EXERCISE GOAL.
How many lines of the material below contain the string "denim"? Case counts. Reply with the number alone.

INPUT RECORDS.
□ □ □
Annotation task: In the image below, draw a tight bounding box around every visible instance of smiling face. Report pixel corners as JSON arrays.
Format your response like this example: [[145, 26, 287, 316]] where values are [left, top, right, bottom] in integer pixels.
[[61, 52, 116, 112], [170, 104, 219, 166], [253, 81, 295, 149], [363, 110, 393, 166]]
□ □ □
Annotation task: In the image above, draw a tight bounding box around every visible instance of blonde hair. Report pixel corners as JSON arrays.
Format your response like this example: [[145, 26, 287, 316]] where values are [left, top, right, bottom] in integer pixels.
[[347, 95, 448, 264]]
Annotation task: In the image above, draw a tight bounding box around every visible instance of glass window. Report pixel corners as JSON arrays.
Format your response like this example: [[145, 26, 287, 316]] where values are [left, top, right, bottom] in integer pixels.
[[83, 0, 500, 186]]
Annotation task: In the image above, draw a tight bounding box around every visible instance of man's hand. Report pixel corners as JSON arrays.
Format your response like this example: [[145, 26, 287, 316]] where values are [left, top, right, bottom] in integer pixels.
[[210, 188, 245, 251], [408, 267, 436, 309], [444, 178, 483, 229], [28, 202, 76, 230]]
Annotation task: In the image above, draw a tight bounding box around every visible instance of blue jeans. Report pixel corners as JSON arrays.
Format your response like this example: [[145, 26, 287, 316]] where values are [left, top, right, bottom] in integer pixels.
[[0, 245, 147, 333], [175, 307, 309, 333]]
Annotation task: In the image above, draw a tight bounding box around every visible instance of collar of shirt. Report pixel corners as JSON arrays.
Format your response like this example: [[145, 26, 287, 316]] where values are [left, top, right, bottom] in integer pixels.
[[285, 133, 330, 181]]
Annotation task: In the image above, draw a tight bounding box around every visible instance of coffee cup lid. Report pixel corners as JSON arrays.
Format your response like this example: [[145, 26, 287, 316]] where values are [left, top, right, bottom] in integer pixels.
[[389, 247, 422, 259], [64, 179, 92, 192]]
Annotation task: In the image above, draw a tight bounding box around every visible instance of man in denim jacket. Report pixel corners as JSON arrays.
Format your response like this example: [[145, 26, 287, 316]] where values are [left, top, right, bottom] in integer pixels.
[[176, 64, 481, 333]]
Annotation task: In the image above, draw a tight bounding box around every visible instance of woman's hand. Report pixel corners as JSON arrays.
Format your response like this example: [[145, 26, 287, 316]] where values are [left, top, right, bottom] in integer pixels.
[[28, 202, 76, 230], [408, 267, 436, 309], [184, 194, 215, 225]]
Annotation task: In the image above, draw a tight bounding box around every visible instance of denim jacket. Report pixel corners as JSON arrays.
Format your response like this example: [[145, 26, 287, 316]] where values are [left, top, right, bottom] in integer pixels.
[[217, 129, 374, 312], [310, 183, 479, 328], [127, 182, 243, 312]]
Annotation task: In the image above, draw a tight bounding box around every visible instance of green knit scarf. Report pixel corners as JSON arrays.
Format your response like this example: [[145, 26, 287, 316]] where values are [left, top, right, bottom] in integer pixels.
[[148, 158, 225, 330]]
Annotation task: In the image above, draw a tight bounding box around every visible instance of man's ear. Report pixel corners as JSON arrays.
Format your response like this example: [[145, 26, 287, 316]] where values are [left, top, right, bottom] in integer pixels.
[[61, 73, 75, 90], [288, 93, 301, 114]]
□ □ □
EXPECTED ANSWER.
2